*Source document*:
Nurses who wish to learn how to set up intravenous (IV) therapy can enroll in IV therapy certificate programs. Through demonstrations and supervised clinical work, students learn practical approaches to IV therapy preparation and administration.

Essential Information

IV therapy certificate programs can typically qualify as continuing education for licensure purposes. Qualified applicants can obtain IV therapy certifications through professional nursing organizations. IV therapy nurses can earn voluntary industry certifications through various organizations. The National Federation of Licensed Practical Nurses (www.nflpn.org) offers an IV Therapy and Gerontology certification. Additionally, the Infusion Nurses Certification Corporation (www.incc1.org) offers a Certified Registered Nurse Infusion credential. To qualify for professional IV certification, applicants must generally be licensed registered or practical nurses, have completed a minimum number of working hours in IV therapy and pass an exam.


IV Therapy Certification

IV therapy certificate program topics of study include refresher courses in anatomy, physiology and health care laws. Students also usually have supervised clinical work. Class topics include:

  • IV solution concentrations
  • IV preparation and vein selection
  • Patient complications from IV therapy
  • Central access techniques and central line care in IV therapy
  • IV therapies for specific disease control
  • Health care legalities and regulations

Employment Outlook and Salary Information

According to the U.S. Bureau of Labor Statistics (www.bls.gov), in May 2015 the median annual salary for registered nurses was $67,490, and the median annual salary for licensed practical and licensed vocational nurses was $43,170. LPNs and RNs are a part of a growing industry. The BLS predicted that the employment of registered nurses, as well as licensed practical and licensed vocational nurses, would grow by 16% between 2014 and 2024, a rate that is much faster than the average of all careers.

RNs and LPNs who either want, or need to learn how to set up IV therapy need to go through an IV therapy certificate program or earn a voluntary industry certification from one of the many nursing organizations. These programs help nurses learn about and improve their skills preparing and administering IV therapy.

*Entries supplied*:
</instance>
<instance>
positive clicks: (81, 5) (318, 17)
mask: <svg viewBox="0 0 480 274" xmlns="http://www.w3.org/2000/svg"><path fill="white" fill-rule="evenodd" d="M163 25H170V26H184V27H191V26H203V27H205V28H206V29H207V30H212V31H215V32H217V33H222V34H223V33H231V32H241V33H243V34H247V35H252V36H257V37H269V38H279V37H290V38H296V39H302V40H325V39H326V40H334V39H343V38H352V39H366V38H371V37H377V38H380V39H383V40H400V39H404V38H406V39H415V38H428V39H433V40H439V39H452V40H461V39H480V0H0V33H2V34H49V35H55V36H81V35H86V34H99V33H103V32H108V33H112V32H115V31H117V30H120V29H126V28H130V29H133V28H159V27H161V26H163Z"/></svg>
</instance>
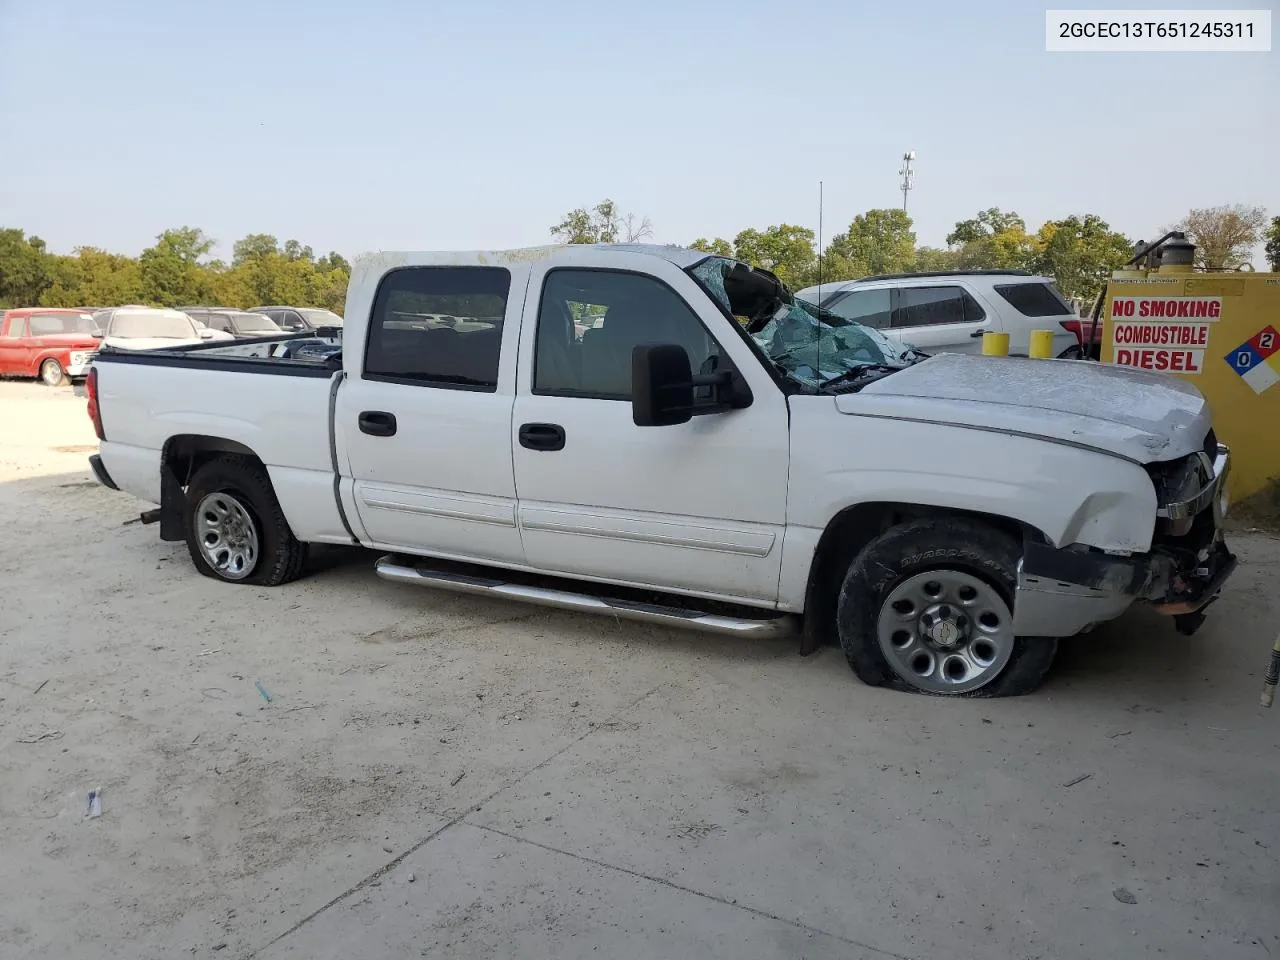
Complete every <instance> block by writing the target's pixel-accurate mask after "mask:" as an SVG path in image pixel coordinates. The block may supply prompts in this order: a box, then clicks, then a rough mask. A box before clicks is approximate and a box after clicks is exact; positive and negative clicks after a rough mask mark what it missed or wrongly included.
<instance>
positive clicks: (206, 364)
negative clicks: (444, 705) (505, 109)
mask: <svg viewBox="0 0 1280 960" xmlns="http://www.w3.org/2000/svg"><path fill="white" fill-rule="evenodd" d="M328 334H329V338H328V339H326V338H324V337H321V338H319V340H317V338H316V337H315V335H312V334H306V333H303V334H294V335H282V337H275V338H265V339H261V340H242V342H238V343H236V344H200V346H193V347H184V348H179V349H154V351H150V352H146V353H138V352H125V351H116V349H113V348H111V347H109V346H108V347H104V348H102V351H101V352H100V353H99V356H97V358H96V361H95V367H93V371H92V374H91V376H90V384H88V387H90V389H88V397H90V399H88V410H90V416H91V417H92V420H93V424H95V429H96V430H97V435H99V439H100V440H101V447H100V452H99V454H97V456H95V457H92V458H91V461H92V466H93V471H95V474H96V475H97V477H99V480H100V481H101V483H102V484H105V485H108V486H110V488H113V489H116V488H118V489H122V490H125V492H128V493H131V494H133V495H134V497H138V498H141V499H142V500H147V502H151V503H155V504H159V511H150V512H148V515H146V516H148V517H151V518H156V517H157V518H159V524H160V536H161V539H165V540H186V543H187V547H188V550H189V554H191V558H192V562H193V563H195V566H196V568H197V570H198V571H200V572H201V573H204V575H206V576H210V577H216V579H220V580H224V581H228V582H232V584H256V585H275V584H283V582H285V581H289V580H293V579H296V577H298V576H300V575H302V572H303V570H305V561H306V556H307V545H308V544H312V543H329V544H360V545H364V547H369V548H374V549H376V550H380V552H381V553H383V554H385V556H383V557H381V558H380V559H378V561H376V571H378V573H379V575H380V576H383V577H385V579H389V580H396V581H406V582H412V584H420V585H425V586H433V588H440V589H445V590H454V591H463V593H472V594H484V595H497V596H507V598H515V599H521V600H526V602H532V603H541V604H547V605H553V607H561V608H570V609H581V611H591V612H600V613H607V614H611V616H614V617H620V618H635V620H648V621H657V622H660V623H668V625H675V626H687V627H696V628H703V630H713V631H721V632H727V634H739V635H746V636H776V635H778V634H782V632H786V631H797V632H799V634H800V635H801V637H803V644H801V646H803V649H804V650H812V649H815V648H817V646H818V645H819V644H822V643H824V641H827V640H838V643H840V644H841V646H842V648H844V650H845V653H846V655H847V658H849V662H850V664H851V667H852V668H854V671H855V673H856V675H858V676H859V677H860V678H861V680H864V681H867V682H869V684H876V685H884V686H893V687H897V689H904V690H915V691H924V692H931V694H954V695H955V694H982V695H1010V694H1020V692H1027V691H1029V690H1032V689H1034V687H1036V686H1037V685H1038V684H1039V681H1041V680H1042V677H1043V676H1044V672H1046V671H1047V669H1048V667H1050V663H1051V662H1052V659H1053V655H1055V652H1056V649H1057V643H1059V639H1061V637H1069V636H1073V635H1075V634H1079V632H1082V631H1085V630H1088V628H1089V627H1091V626H1093V625H1097V623H1100V622H1103V621H1108V620H1112V618H1115V617H1117V616H1119V614H1120V613H1123V612H1124V611H1125V609H1126V608H1128V607H1129V605H1130V604H1132V603H1134V602H1144V603H1149V604H1152V605H1155V607H1156V608H1157V609H1160V611H1162V612H1166V613H1169V614H1172V616H1174V617H1175V622H1176V625H1178V627H1179V628H1181V631H1183V632H1190V631H1193V630H1194V628H1196V627H1197V626H1198V625H1199V622H1201V620H1202V618H1203V613H1202V609H1203V607H1204V605H1207V604H1208V603H1210V602H1211V600H1213V599H1215V598H1216V596H1217V595H1219V591H1220V589H1221V588H1222V584H1224V581H1225V580H1226V579H1228V576H1229V575H1230V572H1231V570H1233V568H1234V566H1235V558H1234V557H1233V556H1231V553H1230V552H1229V550H1228V548H1226V545H1225V543H1224V539H1222V530H1221V521H1222V515H1224V511H1225V508H1226V500H1225V495H1226V494H1225V484H1224V483H1222V480H1224V477H1225V475H1226V470H1228V462H1229V454H1228V451H1226V448H1225V447H1224V445H1221V444H1219V443H1217V442H1216V439H1215V435H1213V430H1212V429H1211V421H1210V411H1208V408H1207V406H1206V403H1204V399H1203V397H1202V396H1201V394H1199V393H1198V392H1197V390H1196V389H1194V388H1193V387H1190V385H1188V384H1185V383H1181V381H1179V380H1175V379H1166V378H1162V376H1158V375H1153V374H1142V372H1138V371H1133V370H1125V369H1119V367H1112V366H1101V365H1097V364H1091V362H1083V361H1070V360H1061V361H1059V360H1020V358H1009V357H978V356H959V355H945V356H934V357H927V356H924V355H922V353H919V352H918V351H915V349H914V348H911V347H905V346H902V344H899V343H892V342H890V340H888V339H886V338H884V337H883V335H882V334H881V333H878V332H877V330H873V329H869V328H865V326H861V325H859V324H856V323H852V321H850V320H847V319H844V317H840V316H836V315H833V314H827V312H824V311H823V310H820V308H819V307H815V306H813V305H809V303H805V302H803V301H800V300H797V298H795V297H792V294H791V293H790V292H788V291H787V289H786V287H785V285H782V284H781V283H780V282H778V280H777V278H774V276H773V275H772V274H769V273H767V271H764V270H758V269H753V268H750V266H748V265H745V264H741V262H737V261H733V260H728V259H723V257H718V256H708V255H705V253H700V252H696V251H689V250H681V248H676V247H659V246H566V247H554V248H538V250H522V251H508V252H490V253H376V255H370V256H366V257H362V259H360V260H358V261H357V262H356V265H355V270H353V274H352V279H351V285H349V289H348V296H347V307H346V325H344V328H343V329H342V330H340V332H338V330H330V332H328Z"/></svg>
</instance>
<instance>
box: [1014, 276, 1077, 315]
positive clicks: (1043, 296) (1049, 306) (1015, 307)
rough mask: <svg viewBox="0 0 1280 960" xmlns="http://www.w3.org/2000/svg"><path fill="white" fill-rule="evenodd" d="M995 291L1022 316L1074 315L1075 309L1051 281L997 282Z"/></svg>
mask: <svg viewBox="0 0 1280 960" xmlns="http://www.w3.org/2000/svg"><path fill="white" fill-rule="evenodd" d="M996 293H998V294H1000V296H1001V298H1002V300H1004V301H1005V302H1006V303H1009V306H1011V307H1012V308H1014V310H1016V311H1018V312H1019V314H1021V315H1023V316H1074V315H1075V311H1074V310H1073V308H1071V305H1070V303H1068V302H1066V298H1065V297H1064V296H1062V294H1061V293H1059V292H1057V287H1055V285H1053V284H1051V283H1044V282H1038V283H997V284H996Z"/></svg>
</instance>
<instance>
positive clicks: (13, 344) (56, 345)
mask: <svg viewBox="0 0 1280 960" xmlns="http://www.w3.org/2000/svg"><path fill="white" fill-rule="evenodd" d="M101 337H102V334H101V332H100V330H99V329H97V324H95V323H93V315H92V314H86V312H84V311H83V310H61V308H56V307H29V308H24V310H8V311H5V314H4V316H0V376H38V378H40V379H41V380H44V381H45V383H46V384H49V385H50V387H56V385H58V384H60V383H63V380H65V379H74V378H79V376H84V375H86V374H88V364H90V358H91V357H92V356H93V353H95V352H96V351H97V348H99V343H100V340H101Z"/></svg>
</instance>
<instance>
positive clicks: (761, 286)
mask: <svg viewBox="0 0 1280 960" xmlns="http://www.w3.org/2000/svg"><path fill="white" fill-rule="evenodd" d="M691 273H692V274H694V276H695V278H696V279H698V280H699V282H700V283H701V284H703V287H704V288H705V289H707V292H708V293H710V296H712V297H713V298H716V301H717V302H719V305H721V306H722V307H723V308H724V310H726V311H728V314H730V315H732V316H733V317H736V319H737V320H739V323H741V324H742V325H744V326H745V328H746V332H748V333H749V334H750V335H751V339H754V340H755V343H756V344H758V346H759V348H760V349H762V352H763V353H764V355H765V356H767V357H768V358H769V360H771V361H772V362H773V364H774V366H777V367H778V369H780V370H782V371H783V372H785V374H786V375H787V376H790V378H791V379H792V380H795V381H797V383H799V384H801V385H804V387H808V388H812V389H818V388H822V387H827V385H831V384H832V383H835V381H851V380H856V379H858V375H859V374H860V372H863V371H865V372H867V374H868V375H869V374H872V372H873V371H874V372H879V374H882V375H883V374H884V372H892V371H895V370H901V369H902V367H908V366H910V365H911V364H914V362H916V361H918V360H922V358H923V355H922V353H919V352H918V351H916V349H915V348H913V347H910V346H908V344H901V343H895V342H893V340H891V339H888V338H887V337H884V335H883V334H882V333H879V330H873V329H872V328H869V326H863V325H861V324H858V323H854V321H851V320H846V319H844V317H841V316H836V315H835V314H832V312H829V311H827V310H823V308H820V307H818V306H815V305H813V303H808V302H805V301H803V300H795V298H792V297H791V296H790V294H788V293H786V292H785V288H783V287H782V285H781V284H780V283H778V282H777V280H776V279H774V278H773V276H772V275H771V274H768V273H765V271H760V270H751V269H750V268H748V266H746V265H745V264H740V262H739V261H736V260H727V259H724V257H708V259H707V260H703V261H701V262H699V264H698V265H696V266H694V268H692V270H691Z"/></svg>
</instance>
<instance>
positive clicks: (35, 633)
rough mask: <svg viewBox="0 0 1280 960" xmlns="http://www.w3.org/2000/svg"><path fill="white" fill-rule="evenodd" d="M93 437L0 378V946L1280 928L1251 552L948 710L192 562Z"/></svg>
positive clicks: (558, 951)
mask: <svg viewBox="0 0 1280 960" xmlns="http://www.w3.org/2000/svg"><path fill="white" fill-rule="evenodd" d="M92 444H93V435H92V430H91V428H90V424H88V420H87V417H86V416H84V408H83V401H82V399H79V398H76V397H73V393H72V390H70V389H59V390H49V389H44V388H40V387H36V385H28V384H17V383H0V516H3V520H4V544H5V545H4V550H3V552H0V598H3V599H0V823H3V824H4V828H3V833H0V836H3V841H0V842H3V851H0V945H3V947H0V956H4V957H6V959H8V957H58V959H59V960H61V959H76V957H87V959H88V957H93V959H97V957H104V956H122V957H124V956H127V957H174V956H187V955H191V956H197V957H204V956H216V957H262V959H264V960H268V959H270V960H278V959H280V957H300V959H305V960H317V959H320V957H357V956H358V957H361V959H362V960H365V959H367V960H379V959H381V957H407V956H438V957H480V956H484V957H517V956H518V957H548V959H552V957H554V960H568V959H571V957H580V956H609V957H621V956H626V957H632V956H635V957H650V956H652V957H721V956H723V957H733V959H735V960H737V959H739V957H865V959H869V960H872V959H881V957H911V959H913V960H915V959H920V960H923V959H929V960H933V959H937V960H966V959H969V957H973V959H974V960H977V959H978V957H982V959H983V960H986V959H989V957H1010V959H1016V960H1025V959H1027V957H1053V959H1055V960H1056V959H1059V957H1091V959H1092V957H1100V956H1124V957H1156V956H1160V957H1196V959H1197V960H1198V959H1201V957H1206V956H1212V957H1215V960H1235V959H1236V957H1242V959H1244V957H1268V956H1280V911H1277V905H1280V868H1277V861H1280V813H1277V810H1280V714H1276V713H1267V712H1265V710H1261V709H1260V708H1258V705H1257V695H1258V689H1260V685H1261V684H1260V671H1261V668H1262V667H1263V664H1265V658H1266V652H1267V649H1268V648H1270V644H1271V639H1272V631H1275V628H1276V625H1277V623H1280V599H1277V598H1276V590H1275V584H1276V577H1277V575H1280V541H1276V540H1274V539H1270V538H1266V536H1262V535H1258V534H1252V535H1236V536H1235V540H1234V543H1235V547H1236V548H1238V550H1239V553H1240V554H1242V561H1243V563H1242V568H1240V571H1239V573H1238V575H1236V576H1235V579H1234V580H1233V582H1231V585H1230V588H1229V591H1228V594H1226V595H1225V596H1224V598H1222V600H1221V602H1220V603H1219V604H1217V605H1216V607H1215V608H1213V611H1212V614H1211V617H1210V622H1208V625H1207V626H1206V627H1204V630H1203V631H1202V632H1201V634H1199V635H1197V636H1196V637H1192V639H1185V637H1180V636H1178V635H1176V634H1175V632H1174V631H1172V628H1171V625H1169V623H1166V622H1164V621H1161V620H1160V618H1157V617H1153V616H1151V614H1147V613H1146V612H1143V611H1138V612H1134V613H1132V614H1130V616H1128V617H1125V618H1124V620H1123V621H1120V622H1119V623H1116V625H1112V626H1110V627H1107V628H1103V630H1101V631H1098V632H1097V634H1094V635H1092V636H1089V637H1082V639H1078V640H1074V641H1071V643H1070V644H1069V645H1068V648H1066V649H1065V652H1064V654H1062V657H1061V658H1060V664H1059V668H1057V669H1056V671H1055V673H1053V675H1052V677H1051V680H1050V682H1048V685H1047V686H1046V687H1044V690H1043V691H1042V692H1039V694H1037V695H1034V696H1030V698H1023V699H1018V700H1004V701H982V700H961V701H955V700H941V699H929V698H920V696H908V695H902V694H890V692H883V691H878V690H870V689H868V687H864V686H860V685H859V684H858V682H856V681H855V680H854V677H852V675H851V673H850V672H849V669H847V667H846V666H845V663H844V658H842V657H841V654H840V653H838V652H837V650H833V649H828V650H824V652H822V653H820V654H818V655H815V657H812V658H800V657H797V655H795V652H794V646H792V645H791V644H759V643H755V644H751V643H744V641H733V640H723V639H716V637H705V636H700V635H686V634H676V632H668V631H664V630H658V628H654V627H646V626H636V625H623V623H614V622H611V621H607V620H600V618H589V617H585V616H572V614H559V613H549V612H543V611H538V609H535V608H529V607H521V605H509V604H504V603H498V602H481V600H476V599H472V598H461V596H451V595H445V594H436V593H431V591H425V590H415V589H412V588H408V586H402V585H393V584H387V582H383V581H379V580H378V579H376V577H375V576H374V573H372V570H371V564H370V561H371V559H372V558H371V556H369V554H364V553H360V552H338V550H335V552H332V553H329V554H325V556H324V557H319V558H317V561H316V563H315V572H314V575H312V576H310V577H308V579H306V580H303V581H300V582H297V584H292V585H289V586H285V588H279V589H274V590H269V589H259V588H233V586H225V585H219V584H215V582H212V581H210V580H206V579H204V577H201V576H198V575H197V573H196V572H195V571H193V570H192V567H191V563H189V561H188V558H187V554H186V548H184V547H183V545H182V544H165V543H160V540H159V539H157V536H156V531H155V527H150V526H141V525H140V524H137V522H132V524H131V522H128V521H131V518H136V517H137V513H138V511H140V509H141V504H138V503H137V502H133V500H131V499H129V498H128V497H125V495H123V494H116V493H111V492H109V490H104V489H101V488H99V486H97V485H96V484H95V483H93V481H92V477H91V476H90V474H88V470H87V466H86V456H87V454H88V453H90V452H92ZM256 685H261V687H262V690H265V691H266V692H268V694H269V695H270V698H271V699H270V701H268V700H266V699H265V698H264V695H262V694H260V691H259V689H257V686H256ZM92 787H101V788H102V800H104V813H102V815H101V817H100V818H96V819H88V818H86V817H84V815H83V814H84V808H86V792H87V791H88V790H90V788H92Z"/></svg>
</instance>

*Description of the task*:
According to the text on IV therapy certificate programs, which organization offers the Certified Registered Nurse Infusion credential?

*Solved problem*:
The Infusion Nurses Certification Corporation